>> START RECORDS PROVIDED
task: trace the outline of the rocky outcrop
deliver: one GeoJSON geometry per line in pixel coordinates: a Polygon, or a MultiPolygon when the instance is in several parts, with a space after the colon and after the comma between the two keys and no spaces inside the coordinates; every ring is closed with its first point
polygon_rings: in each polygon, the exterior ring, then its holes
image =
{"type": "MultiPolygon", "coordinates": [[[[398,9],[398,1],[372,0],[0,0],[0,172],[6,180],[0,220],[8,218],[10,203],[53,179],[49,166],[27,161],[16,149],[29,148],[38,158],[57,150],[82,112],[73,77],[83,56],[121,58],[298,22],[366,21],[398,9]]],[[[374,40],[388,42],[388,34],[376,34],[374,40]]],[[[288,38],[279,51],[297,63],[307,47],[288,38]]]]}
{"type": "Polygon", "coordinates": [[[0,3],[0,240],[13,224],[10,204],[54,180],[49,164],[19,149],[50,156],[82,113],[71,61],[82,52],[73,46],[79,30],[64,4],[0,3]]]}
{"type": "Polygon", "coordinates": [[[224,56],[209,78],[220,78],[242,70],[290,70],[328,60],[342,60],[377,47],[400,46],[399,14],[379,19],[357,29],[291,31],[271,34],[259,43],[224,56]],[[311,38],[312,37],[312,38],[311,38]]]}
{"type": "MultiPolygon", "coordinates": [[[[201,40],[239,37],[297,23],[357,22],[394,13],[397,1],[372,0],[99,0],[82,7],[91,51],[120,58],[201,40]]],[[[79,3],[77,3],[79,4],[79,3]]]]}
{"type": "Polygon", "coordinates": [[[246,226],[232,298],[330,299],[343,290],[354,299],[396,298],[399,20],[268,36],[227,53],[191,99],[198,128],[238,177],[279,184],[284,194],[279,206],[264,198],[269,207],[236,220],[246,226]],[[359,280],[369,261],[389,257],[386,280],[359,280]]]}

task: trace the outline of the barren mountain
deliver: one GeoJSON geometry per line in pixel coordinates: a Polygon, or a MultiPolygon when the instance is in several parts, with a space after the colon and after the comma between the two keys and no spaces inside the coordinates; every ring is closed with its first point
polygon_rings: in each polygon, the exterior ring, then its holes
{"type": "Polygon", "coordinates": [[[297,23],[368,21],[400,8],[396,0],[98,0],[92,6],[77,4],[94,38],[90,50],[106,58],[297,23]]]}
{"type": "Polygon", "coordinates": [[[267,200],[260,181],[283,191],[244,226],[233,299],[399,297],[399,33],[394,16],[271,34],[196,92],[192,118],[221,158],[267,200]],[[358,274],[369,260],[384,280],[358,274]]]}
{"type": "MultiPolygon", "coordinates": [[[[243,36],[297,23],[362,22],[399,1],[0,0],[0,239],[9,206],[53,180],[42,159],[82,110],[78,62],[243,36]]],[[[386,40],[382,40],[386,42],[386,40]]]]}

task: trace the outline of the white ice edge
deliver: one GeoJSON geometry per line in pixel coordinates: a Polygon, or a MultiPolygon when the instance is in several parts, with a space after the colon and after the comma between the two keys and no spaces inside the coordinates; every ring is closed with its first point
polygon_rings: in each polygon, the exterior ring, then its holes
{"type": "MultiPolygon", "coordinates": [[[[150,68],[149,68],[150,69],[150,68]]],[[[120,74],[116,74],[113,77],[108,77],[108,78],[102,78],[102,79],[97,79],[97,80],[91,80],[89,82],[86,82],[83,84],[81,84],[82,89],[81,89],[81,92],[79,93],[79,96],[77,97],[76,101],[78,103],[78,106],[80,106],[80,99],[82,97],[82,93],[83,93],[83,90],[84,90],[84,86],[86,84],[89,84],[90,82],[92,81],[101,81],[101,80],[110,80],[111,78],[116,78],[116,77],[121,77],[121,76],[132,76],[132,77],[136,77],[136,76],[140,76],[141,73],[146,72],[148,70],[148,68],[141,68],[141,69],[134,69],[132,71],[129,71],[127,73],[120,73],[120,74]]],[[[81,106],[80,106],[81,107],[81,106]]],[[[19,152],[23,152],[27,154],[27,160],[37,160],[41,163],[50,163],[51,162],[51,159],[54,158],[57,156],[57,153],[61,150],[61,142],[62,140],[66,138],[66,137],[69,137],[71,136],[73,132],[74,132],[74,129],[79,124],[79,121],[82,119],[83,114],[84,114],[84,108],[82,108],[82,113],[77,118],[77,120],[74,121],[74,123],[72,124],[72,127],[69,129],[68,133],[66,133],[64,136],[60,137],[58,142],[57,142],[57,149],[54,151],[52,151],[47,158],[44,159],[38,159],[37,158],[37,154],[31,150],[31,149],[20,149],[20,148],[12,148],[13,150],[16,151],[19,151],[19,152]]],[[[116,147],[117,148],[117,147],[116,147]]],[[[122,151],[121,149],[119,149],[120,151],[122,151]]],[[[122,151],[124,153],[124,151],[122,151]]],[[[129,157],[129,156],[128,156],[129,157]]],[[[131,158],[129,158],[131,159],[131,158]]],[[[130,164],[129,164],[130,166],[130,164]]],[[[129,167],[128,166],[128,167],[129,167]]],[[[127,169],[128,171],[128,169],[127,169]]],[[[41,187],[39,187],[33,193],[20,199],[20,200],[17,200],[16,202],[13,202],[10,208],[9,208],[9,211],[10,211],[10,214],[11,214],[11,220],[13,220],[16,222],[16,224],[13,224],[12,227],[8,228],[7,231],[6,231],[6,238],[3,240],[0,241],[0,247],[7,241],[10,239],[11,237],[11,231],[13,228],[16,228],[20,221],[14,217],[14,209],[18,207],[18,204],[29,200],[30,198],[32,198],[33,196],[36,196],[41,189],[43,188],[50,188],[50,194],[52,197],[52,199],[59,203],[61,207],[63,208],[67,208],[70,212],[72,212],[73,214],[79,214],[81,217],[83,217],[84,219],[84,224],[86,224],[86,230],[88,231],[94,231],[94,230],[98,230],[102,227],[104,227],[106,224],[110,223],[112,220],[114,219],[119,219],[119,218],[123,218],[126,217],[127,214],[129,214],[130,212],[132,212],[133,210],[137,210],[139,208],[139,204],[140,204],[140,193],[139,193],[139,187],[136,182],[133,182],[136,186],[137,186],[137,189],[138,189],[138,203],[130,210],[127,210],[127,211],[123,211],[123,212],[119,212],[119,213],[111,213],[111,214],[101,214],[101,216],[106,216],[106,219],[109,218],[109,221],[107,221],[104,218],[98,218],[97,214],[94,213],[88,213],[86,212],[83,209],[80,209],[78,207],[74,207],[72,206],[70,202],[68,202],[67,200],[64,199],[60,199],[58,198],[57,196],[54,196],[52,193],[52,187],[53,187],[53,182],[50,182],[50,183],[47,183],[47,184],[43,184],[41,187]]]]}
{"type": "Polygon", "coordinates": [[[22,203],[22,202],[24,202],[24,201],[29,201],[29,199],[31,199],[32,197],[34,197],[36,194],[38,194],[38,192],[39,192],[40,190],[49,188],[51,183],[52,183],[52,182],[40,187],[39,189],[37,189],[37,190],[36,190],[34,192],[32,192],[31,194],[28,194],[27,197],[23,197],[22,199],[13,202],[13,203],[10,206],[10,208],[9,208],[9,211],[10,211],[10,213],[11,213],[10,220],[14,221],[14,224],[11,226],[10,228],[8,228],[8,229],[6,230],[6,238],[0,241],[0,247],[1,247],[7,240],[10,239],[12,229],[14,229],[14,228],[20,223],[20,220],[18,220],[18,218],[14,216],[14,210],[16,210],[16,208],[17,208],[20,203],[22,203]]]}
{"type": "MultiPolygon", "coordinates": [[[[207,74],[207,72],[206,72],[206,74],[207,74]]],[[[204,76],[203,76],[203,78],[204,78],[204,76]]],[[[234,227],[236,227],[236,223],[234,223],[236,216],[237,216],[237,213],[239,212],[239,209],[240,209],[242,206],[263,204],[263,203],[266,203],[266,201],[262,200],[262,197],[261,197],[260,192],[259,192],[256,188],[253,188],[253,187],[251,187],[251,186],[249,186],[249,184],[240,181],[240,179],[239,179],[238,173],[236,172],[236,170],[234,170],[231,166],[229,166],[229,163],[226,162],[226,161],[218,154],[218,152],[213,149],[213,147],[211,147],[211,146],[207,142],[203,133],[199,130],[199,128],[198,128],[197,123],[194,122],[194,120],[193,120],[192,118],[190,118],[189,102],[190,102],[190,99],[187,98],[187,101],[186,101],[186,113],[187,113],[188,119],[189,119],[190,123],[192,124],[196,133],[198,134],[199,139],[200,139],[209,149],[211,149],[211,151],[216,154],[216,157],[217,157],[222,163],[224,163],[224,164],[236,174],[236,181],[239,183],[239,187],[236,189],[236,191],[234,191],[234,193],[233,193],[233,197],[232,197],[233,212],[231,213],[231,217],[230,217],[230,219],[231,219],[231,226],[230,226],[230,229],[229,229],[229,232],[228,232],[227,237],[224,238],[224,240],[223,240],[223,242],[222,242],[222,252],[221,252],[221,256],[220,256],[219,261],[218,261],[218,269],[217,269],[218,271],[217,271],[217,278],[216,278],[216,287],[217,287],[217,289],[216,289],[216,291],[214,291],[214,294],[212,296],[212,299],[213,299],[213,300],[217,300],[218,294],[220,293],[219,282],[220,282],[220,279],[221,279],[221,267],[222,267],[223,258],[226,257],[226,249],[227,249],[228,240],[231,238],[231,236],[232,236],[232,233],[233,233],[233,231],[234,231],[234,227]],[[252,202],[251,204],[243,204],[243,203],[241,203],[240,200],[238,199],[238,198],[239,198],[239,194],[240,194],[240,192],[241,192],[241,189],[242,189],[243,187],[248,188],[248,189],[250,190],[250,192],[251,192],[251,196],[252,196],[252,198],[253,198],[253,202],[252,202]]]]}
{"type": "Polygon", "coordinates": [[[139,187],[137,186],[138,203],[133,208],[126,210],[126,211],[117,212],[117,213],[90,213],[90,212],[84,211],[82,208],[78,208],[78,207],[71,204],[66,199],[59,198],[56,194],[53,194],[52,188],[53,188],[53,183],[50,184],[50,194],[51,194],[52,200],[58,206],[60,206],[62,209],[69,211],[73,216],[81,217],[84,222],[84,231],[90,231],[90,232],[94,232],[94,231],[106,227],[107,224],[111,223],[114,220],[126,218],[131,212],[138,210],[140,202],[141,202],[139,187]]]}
>> END RECORDS PROVIDED
* _THE EXERCISE_: Find every line in the rows above that contains the string "task", and copy each such line.

* _RESULT BELOW_:
task: trace the outline of the rocky outcrop
task: trace the outline of the barren mountain
task: trace the outline of the white ice edge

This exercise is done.